··· TEXTO DE ORIGEM ···

Sumário: I – Introdução; II – Conceito de vítima; III – Proteção às vítimas; IV – Mecanismos legais e sociais de proteção à vítima; V – Vítima e direitos humanos; VI – Fases do inter victimae, o crime precipitado pela vítima; VII – Vítima e a Lei 9.99/95; VIII – Violência e a vítima na globalização; IX – Conclusão; Bibliografia.
I – Introdução
Vitimologia é muito mais do que o estudo da influência da vítima na ocorrência do delito, pois estuda os vários momentos do crime, desde a sua ocorrência até as suas conseqüências.
O Direito Penal desde a Escola Clássica sempre concentrou seus estudos no trinômio delinqüente – pena – crime, após trabalhos apresentados sobre a situação da vítima começaria a mudar, com a evolução do Direito Penal e os estudos sobre o delito, o infrator e a vítima foi tendo importância no mundo todo.
Podemos dizer que no Brasil já tinha noções de vitimilogia, quando estudos demonstram que o Santo ofício da Inquisição agia como uma espécie de jus punienti contra qualquer um que pudesse colaborar com idéias diferentes. Nunca se estabeleceu oficialmente um Tribunal no Brasil, embora tenha sempre agido em terras brasileiras por intermédio das autoridades eclesiásticas locais e visitadores.
Na primeira década do século XVIII a Inquisição fez prisões em massa, no auto – de – fé de 1711 havia 52 brasileiros, as perseguições e os confiscos de propriedades nesse ano levaram a uma paralisação crescente na fabricação do açúcar, prejudicando seriamente o comércio.
Procurando resolver as demandas, necessita assim de um engajamento do poder público, a fim de proporcionar melhores condições de vida à população desprovida de recurso.
II – Conceito de vítima
ETMON: Victima ae = da vítima + logos = tratado, estudo = estudo da vítima.
A palavra foi usada pela primeira vez, por Benjamim Mendelson, advogado israelense, vítima da II Guerra mundial, em 1947, em palestra intitulada “The origins of the Doctrine of Victimology”.
1 – Definição de vítima:
“Pessoa que, individual ou coletivamente, tenha sofrido danos, inclusive lesões físicas ou mentais, sofrimento emocional, perda financeira ou diminuição substancial de seus direitos fundamentais, como conseqüências de ações ou omissões que violem a legislação penal vigente, nos Estados – Membros, incluída a que prescreve o abuso de poder”. (Resolução 40/34 da Assembléia Geral das Nações Unidas, de 29 – 11 – 85).
2 – Definição de vitimização:
Vitimização, processo vitimizatório, ou vitimação são termos neológicos, oriundos de “vítima”, e significam ação ou efeito de alguém vem a ser vítima de sua própria conduta ou da conduta de terceiro, ou fato da natureza.

···

### TAREFA PROPOSTA 1
As afirmações a seguir concordam com o texto sobre vitimologia? Responda sim ou não a cada uma e cite literalmente as palavras do texto que decidem a resposta. (a) A palavra foi usada pela primeira vez em 1947 por Benjamim Mendelson. (b) Um Tribunal da Inquisição foi estabelecido oficialmente no Brasil. (c) No auto-de-fé de 1711 havia 52 brasileiros.

··· DADOS FORNECIDOS ···

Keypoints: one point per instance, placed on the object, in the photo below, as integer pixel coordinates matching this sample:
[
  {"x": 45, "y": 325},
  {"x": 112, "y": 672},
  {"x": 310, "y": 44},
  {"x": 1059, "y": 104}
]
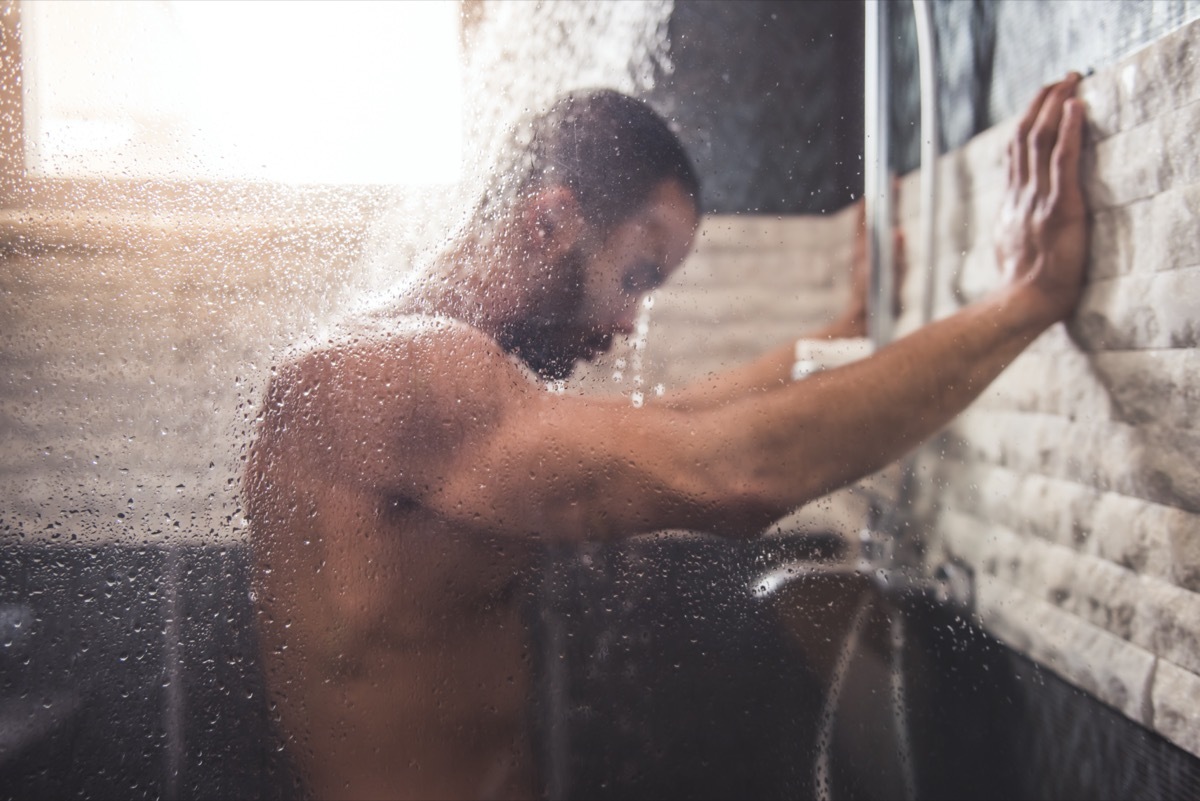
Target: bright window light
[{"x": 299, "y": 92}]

···
··· DADOS FORNECIDOS ···

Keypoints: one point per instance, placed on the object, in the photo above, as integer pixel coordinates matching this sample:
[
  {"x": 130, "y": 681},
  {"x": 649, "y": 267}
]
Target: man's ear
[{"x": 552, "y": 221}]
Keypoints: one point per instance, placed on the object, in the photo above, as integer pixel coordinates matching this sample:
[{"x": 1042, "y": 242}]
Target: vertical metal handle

···
··· DADOS FORNECIDOS ···

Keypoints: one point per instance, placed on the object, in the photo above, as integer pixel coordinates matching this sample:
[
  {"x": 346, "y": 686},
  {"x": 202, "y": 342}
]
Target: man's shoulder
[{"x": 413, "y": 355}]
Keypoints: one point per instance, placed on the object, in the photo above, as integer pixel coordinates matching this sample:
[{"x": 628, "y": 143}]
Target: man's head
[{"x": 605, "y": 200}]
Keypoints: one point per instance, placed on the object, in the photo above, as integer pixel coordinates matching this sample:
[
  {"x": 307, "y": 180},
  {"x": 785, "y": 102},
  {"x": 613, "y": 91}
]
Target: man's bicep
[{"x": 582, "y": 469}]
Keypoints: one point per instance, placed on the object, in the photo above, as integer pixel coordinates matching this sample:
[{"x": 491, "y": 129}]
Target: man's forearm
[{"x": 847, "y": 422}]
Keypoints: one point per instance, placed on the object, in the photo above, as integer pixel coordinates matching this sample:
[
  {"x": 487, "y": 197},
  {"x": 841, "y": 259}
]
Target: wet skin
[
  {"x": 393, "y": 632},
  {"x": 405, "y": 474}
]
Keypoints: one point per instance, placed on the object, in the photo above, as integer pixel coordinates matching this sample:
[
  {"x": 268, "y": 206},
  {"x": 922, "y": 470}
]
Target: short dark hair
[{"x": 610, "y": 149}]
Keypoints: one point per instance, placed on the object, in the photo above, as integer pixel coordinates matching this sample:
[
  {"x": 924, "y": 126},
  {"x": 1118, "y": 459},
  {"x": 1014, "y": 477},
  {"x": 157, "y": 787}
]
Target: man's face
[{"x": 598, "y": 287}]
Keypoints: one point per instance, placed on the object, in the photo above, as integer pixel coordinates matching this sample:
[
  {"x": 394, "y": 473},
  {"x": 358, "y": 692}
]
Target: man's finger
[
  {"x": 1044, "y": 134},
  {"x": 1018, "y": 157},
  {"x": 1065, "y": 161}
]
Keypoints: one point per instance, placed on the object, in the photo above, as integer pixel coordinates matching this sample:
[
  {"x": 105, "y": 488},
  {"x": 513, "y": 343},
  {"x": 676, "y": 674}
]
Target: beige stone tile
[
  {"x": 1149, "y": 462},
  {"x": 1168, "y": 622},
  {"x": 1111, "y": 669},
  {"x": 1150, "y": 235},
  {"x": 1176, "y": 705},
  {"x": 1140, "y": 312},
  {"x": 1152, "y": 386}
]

···

### TAREFA PROPOSTA 2
Filtre as linhas acima e copie cada uma em que apareça a palavra "Target".

### RESULTADO DO EXERCÍCIO 1
(a) Sim: "A palavra foi usada pela primeira vez, por Benjamim Mendelson, advogado israelense, vítima da II Guerra mundial, em 1947"
(b) Não: "Nunca se estabeleceu oficialmente um Tribunal no Brasil"
(c) Sim: "no auto – de – fé de 1711 havia 52 brasileiros"

### RESULTADO DO EXERCÍCIO 2
Target: bright window light
Target: man's ear
Target: vertical metal handle
Target: man's shoulder
Target: man's head
Target: man's bicep
Target: man's forearm
Target: wet skin
Target: short dark hair
Target: man's face
Target: man's finger
Target: beige stone tile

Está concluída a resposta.